Records shown section start

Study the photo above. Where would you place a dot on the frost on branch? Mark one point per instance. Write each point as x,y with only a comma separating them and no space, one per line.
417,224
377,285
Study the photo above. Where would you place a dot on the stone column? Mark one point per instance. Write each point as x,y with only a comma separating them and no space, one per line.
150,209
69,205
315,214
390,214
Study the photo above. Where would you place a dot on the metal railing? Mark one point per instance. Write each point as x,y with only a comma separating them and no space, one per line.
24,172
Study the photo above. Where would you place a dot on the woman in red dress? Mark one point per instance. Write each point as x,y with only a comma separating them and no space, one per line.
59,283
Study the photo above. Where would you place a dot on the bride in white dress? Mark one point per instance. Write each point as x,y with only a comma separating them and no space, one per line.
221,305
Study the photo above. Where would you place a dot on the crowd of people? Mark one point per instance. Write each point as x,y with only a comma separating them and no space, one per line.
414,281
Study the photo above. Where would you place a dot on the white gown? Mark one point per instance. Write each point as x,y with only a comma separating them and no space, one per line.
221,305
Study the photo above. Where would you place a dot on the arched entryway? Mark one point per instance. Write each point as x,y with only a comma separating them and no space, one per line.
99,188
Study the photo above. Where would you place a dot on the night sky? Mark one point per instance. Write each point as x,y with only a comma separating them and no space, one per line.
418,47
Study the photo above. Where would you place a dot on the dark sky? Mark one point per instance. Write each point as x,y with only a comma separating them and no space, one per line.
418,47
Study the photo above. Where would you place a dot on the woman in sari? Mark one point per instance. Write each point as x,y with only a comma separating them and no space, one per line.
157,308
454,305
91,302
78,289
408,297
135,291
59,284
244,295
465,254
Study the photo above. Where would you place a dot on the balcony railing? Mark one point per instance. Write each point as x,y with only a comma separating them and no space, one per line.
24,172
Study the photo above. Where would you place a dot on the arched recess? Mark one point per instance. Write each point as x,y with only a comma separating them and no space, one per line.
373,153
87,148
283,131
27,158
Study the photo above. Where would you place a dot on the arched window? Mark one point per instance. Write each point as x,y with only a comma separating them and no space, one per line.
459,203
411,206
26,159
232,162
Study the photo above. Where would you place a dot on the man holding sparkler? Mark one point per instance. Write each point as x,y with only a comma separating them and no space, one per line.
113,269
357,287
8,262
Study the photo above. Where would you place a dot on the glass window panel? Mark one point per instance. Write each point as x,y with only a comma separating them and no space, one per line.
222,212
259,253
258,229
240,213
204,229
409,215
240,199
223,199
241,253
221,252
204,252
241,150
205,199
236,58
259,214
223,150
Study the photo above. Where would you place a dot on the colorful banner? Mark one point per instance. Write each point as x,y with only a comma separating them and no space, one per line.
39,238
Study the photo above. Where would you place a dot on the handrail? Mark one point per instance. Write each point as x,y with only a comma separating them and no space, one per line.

Records shown section end

Problem to solve = All lines from the one containing "on the colorful" to the last line above should be reproduced exactly, and no other lines should be given.

The answer =
Study the photo above. Where would you place a dot on the colorful banner? Mark one point per instance. Write each point as x,y with only a comma separating them and no space, one per line.
39,238
Study the photo above. Where would you place a dot on the handrail? Mark one point per instance. Write each point as x,y with only a comma separating them and no space, one per line.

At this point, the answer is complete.